The exercise:
Copy out every line of the data below word for word, altering nothing.

* * * *

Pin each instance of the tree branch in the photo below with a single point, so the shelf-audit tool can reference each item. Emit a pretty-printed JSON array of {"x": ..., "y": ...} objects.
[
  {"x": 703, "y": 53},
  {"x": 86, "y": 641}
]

* * * *

Problem solution:
Pin each instance of the tree branch in the photo below with a single point, so the shelf-audit tool can reference each item. Emit a pretty-printed JSON array of {"x": ..., "y": ...} objects.
[
  {"x": 703, "y": 53},
  {"x": 86, "y": 641}
]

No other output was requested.